▶ _What the task requires_
Please update all the entries below by replacing "pin" with "marker" wherever it appears, keeping everything else unchanged and leaving the pictures out.

◇ ◇ ◇ ◇

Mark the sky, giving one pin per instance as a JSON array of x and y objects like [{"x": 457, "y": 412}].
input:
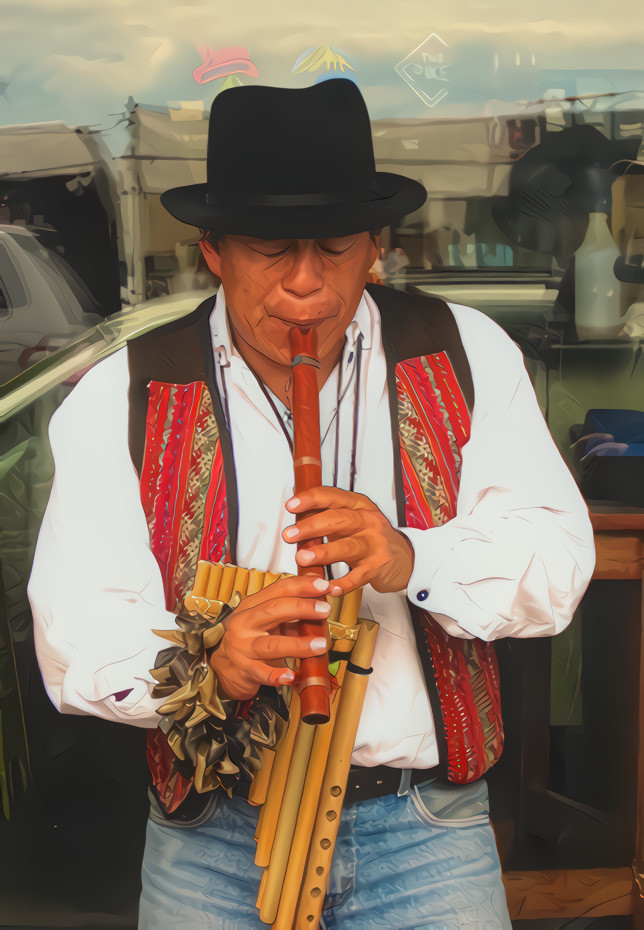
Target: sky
[{"x": 78, "y": 61}]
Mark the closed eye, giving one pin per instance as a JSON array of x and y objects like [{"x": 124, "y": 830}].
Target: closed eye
[
  {"x": 337, "y": 246},
  {"x": 272, "y": 254}
]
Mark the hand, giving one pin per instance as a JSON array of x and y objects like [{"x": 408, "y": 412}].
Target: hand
[
  {"x": 251, "y": 652},
  {"x": 358, "y": 534}
]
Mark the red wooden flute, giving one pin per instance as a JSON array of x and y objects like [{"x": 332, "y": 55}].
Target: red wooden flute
[{"x": 313, "y": 681}]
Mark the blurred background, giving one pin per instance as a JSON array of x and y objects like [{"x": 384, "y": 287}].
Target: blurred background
[{"x": 526, "y": 126}]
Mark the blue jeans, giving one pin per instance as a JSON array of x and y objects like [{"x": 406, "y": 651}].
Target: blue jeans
[{"x": 426, "y": 859}]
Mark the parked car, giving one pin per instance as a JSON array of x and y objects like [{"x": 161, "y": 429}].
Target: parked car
[{"x": 43, "y": 302}]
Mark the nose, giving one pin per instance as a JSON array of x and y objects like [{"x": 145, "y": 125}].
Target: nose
[{"x": 305, "y": 276}]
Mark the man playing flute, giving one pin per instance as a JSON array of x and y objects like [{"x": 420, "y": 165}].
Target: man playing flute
[{"x": 443, "y": 496}]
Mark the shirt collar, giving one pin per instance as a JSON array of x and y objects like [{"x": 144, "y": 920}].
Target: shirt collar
[{"x": 224, "y": 349}]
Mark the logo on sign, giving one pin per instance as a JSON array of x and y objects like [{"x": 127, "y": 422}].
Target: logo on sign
[{"x": 425, "y": 70}]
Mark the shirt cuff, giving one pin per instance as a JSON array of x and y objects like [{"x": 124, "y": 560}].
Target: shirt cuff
[{"x": 457, "y": 580}]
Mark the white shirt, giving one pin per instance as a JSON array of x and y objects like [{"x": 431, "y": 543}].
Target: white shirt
[{"x": 514, "y": 561}]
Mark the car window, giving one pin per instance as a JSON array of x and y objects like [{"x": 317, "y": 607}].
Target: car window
[{"x": 10, "y": 283}]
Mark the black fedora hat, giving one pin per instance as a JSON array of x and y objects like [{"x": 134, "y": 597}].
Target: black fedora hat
[{"x": 293, "y": 163}]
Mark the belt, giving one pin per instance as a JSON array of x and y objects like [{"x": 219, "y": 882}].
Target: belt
[{"x": 372, "y": 782}]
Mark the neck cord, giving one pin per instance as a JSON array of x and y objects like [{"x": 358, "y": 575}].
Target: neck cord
[{"x": 340, "y": 397}]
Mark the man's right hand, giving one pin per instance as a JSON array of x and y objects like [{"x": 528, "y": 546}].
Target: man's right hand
[{"x": 252, "y": 651}]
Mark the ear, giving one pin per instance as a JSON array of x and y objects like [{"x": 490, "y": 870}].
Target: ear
[{"x": 212, "y": 257}]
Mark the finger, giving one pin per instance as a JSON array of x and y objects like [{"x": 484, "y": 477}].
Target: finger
[
  {"x": 289, "y": 647},
  {"x": 268, "y": 675},
  {"x": 352, "y": 580},
  {"x": 271, "y": 613},
  {"x": 349, "y": 549},
  {"x": 323, "y": 497},
  {"x": 293, "y": 586},
  {"x": 334, "y": 522},
  {"x": 258, "y": 673}
]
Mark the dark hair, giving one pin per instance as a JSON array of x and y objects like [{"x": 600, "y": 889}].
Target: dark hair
[{"x": 214, "y": 239}]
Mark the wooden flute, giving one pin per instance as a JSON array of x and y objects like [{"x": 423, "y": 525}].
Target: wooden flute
[{"x": 313, "y": 682}]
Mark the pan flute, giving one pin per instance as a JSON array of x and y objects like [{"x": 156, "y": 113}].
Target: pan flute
[{"x": 301, "y": 784}]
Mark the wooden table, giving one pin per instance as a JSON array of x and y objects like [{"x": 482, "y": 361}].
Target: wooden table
[{"x": 619, "y": 544}]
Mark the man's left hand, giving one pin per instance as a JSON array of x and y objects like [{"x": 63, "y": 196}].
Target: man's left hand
[{"x": 357, "y": 533}]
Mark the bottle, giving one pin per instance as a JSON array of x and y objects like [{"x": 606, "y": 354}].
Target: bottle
[{"x": 597, "y": 291}]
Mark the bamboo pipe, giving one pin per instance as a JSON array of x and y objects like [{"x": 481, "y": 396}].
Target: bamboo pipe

◇ ◇ ◇ ◇

▶ _Response to this task_
Mark the sky, giving one marker per instance as a JSON array of x and y objects like [{"x": 457, "y": 412}].
input:
Target: sky
[{"x": 78, "y": 61}]
Mark the closed eye, giving one marker per instance as a JSON array of x and y objects like [{"x": 124, "y": 830}].
Target: closed eye
[
  {"x": 337, "y": 246},
  {"x": 272, "y": 254}
]
Mark the hand, giving one marker per instance as a JSON array of x and y objects like [{"x": 408, "y": 412}].
Target: hand
[
  {"x": 251, "y": 652},
  {"x": 358, "y": 534}
]
Mark the red wooden flute, giving one marker per instance as a JSON array of x and y objects like [{"x": 332, "y": 55}].
Target: red wooden flute
[{"x": 313, "y": 681}]
Mark the blurred background, giving one marker per instance as a JSON array of x and y objects like [{"x": 384, "y": 287}].
Target: blurred background
[{"x": 526, "y": 126}]
Mark the blue jeans, giving one marker per instance as a JSON array of x and y objects like [{"x": 406, "y": 651}].
Target: blue jeans
[{"x": 426, "y": 859}]
Mark the parked car, giving one marker per instance as a JSON array of x and y objects like [{"x": 161, "y": 429}].
Target: parked car
[{"x": 43, "y": 302}]
Mark the nose, giving one marker per instance as a JSON array of x and y objects like [{"x": 145, "y": 125}].
Target: nose
[{"x": 305, "y": 276}]
Mark the man playing flute, giving one marker per instance as a JSON array of x and y objects like [{"x": 420, "y": 165}].
Target: man playing flute
[{"x": 443, "y": 496}]
Mark the shirt collar, giving one marker per instance as a JSON array of x and y objects like [{"x": 144, "y": 920}].
Target: shirt collar
[{"x": 224, "y": 349}]
Mark the logo on sign, giving one marker per instance as a JSON array of x and y objects like [{"x": 127, "y": 422}].
Target: logo on sign
[{"x": 425, "y": 70}]
Mark the shirt cuff, giving one marker per instance as a JSON array of x and y objects like [{"x": 124, "y": 560}].
Target: shirt cuff
[{"x": 457, "y": 580}]
Mark the white shirt, giving one marker per instance as a JSON array of x and y objects like [{"x": 431, "y": 543}].
Target: white shirt
[{"x": 514, "y": 561}]
Mark the car window, giving one marker per instance as a JSON array of x and y objects like [{"x": 317, "y": 607}].
Target: car window
[{"x": 10, "y": 283}]
Mark the black fedora hat, giving one marker per instance as a JSON array of x and y objects like [{"x": 134, "y": 597}].
Target: black fedora hat
[{"x": 293, "y": 163}]
Mark the belt, giving one marker per instance as a JSON array of x and y objects like [{"x": 219, "y": 882}].
Target: belt
[{"x": 372, "y": 782}]
Mark the neck cord, giving one marker per instance as a JSON array of x and y objects like [{"x": 358, "y": 575}].
Target: neck cord
[{"x": 340, "y": 397}]
Mark the man's right hand, giving one marker per instance as a JSON array of x and y objects like [{"x": 528, "y": 546}].
Target: man's right hand
[{"x": 252, "y": 651}]
Mark the ear, giving one marker per instance as a JSON array of x and y objects like [{"x": 490, "y": 870}].
Target: ear
[{"x": 212, "y": 257}]
Mark the finger, giving one marker per instance as a JSON array of x and y objects like [{"x": 484, "y": 477}].
Target: finger
[
  {"x": 289, "y": 647},
  {"x": 268, "y": 675},
  {"x": 352, "y": 580},
  {"x": 271, "y": 613},
  {"x": 349, "y": 549},
  {"x": 323, "y": 497},
  {"x": 293, "y": 586},
  {"x": 334, "y": 522},
  {"x": 258, "y": 673}
]
Mark the dark hair, giving one marker per instance as a JSON array of x and y objects like [{"x": 600, "y": 889}].
Target: dark hair
[{"x": 214, "y": 239}]
Mark the wooden flute, giving one marker per instance as a JSON array of x and y objects like [{"x": 423, "y": 525}].
Target: wooden flute
[{"x": 313, "y": 682}]
Mark the pan flute, giving one marker per instance as a JSON array of x and y objects like [{"x": 156, "y": 113}].
Target: pan flute
[{"x": 301, "y": 784}]
Mark the wooden table, giving one marker per instance as a JSON array of x and y objects like [{"x": 482, "y": 361}].
Target: wooden table
[{"x": 619, "y": 544}]
Mark the man's left hand, giving one marker per instance as a JSON array of x and y objects like [{"x": 63, "y": 196}].
Target: man's left hand
[{"x": 357, "y": 533}]
Mark the bottle, giving one marker per instance as a JSON array of x and y objects like [{"x": 606, "y": 354}].
Target: bottle
[{"x": 597, "y": 291}]
Mark the bamboo pipe, giving one marker per instance as a JSON array of x and y objects like [{"x": 481, "y": 396}].
Target: bamboo pipe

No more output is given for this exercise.